--- Supplied information Enclosed Below ---

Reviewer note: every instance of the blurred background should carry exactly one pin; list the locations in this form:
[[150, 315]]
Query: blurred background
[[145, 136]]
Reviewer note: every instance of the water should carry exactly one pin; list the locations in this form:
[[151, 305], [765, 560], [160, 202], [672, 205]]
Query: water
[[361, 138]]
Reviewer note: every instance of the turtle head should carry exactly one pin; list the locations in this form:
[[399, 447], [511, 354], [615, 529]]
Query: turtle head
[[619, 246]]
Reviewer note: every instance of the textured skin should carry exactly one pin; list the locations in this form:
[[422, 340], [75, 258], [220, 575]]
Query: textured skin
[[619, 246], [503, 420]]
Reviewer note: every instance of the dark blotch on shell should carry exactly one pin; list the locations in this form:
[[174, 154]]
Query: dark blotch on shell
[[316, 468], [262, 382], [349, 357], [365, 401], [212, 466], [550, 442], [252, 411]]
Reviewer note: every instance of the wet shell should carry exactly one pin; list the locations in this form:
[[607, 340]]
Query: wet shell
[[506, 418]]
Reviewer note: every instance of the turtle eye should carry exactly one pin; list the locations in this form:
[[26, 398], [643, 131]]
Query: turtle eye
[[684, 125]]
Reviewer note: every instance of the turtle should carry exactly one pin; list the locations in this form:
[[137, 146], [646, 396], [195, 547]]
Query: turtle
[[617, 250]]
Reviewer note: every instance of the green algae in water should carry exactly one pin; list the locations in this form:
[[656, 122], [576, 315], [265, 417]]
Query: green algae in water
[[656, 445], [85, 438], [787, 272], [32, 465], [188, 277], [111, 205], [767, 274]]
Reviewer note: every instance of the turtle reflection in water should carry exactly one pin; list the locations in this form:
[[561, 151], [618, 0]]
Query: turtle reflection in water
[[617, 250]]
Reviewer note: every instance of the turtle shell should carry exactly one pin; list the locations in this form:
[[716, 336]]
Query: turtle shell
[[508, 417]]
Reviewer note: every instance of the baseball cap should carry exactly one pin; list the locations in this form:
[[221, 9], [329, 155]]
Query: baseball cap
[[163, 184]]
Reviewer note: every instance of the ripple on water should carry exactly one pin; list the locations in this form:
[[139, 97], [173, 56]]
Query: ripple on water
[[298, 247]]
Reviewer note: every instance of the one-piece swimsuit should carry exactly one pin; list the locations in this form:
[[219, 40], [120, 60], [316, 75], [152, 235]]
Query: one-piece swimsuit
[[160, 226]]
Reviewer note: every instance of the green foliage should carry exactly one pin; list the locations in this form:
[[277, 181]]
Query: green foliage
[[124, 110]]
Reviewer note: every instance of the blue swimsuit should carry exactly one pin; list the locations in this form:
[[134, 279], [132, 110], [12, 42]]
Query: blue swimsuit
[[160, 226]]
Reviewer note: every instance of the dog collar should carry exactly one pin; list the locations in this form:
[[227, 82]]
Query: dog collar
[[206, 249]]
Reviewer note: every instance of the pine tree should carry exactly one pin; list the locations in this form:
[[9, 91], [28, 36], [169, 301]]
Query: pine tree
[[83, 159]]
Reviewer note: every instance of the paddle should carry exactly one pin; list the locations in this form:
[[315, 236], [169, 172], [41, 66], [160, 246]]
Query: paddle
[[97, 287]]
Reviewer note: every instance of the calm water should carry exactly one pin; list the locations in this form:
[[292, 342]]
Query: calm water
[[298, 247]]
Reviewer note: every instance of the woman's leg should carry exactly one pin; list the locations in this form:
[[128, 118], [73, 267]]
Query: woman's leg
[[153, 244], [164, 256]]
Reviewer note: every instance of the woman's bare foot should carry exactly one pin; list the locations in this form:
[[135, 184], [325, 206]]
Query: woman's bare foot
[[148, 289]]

--- End of Enclosed Supplied information ---

Start at the line containing "[[128, 118], [73, 267]]" and print each line exactly until the listing ends, keeping the final line too.

[[128, 118], [73, 267]]
Query: woman's leg
[[153, 244], [164, 256]]
Reviewer note: every instance of the woman's bare foot should carry exactly one pin; list the locations in this form:
[[135, 184], [325, 206]]
Query: woman's bare foot
[[148, 289]]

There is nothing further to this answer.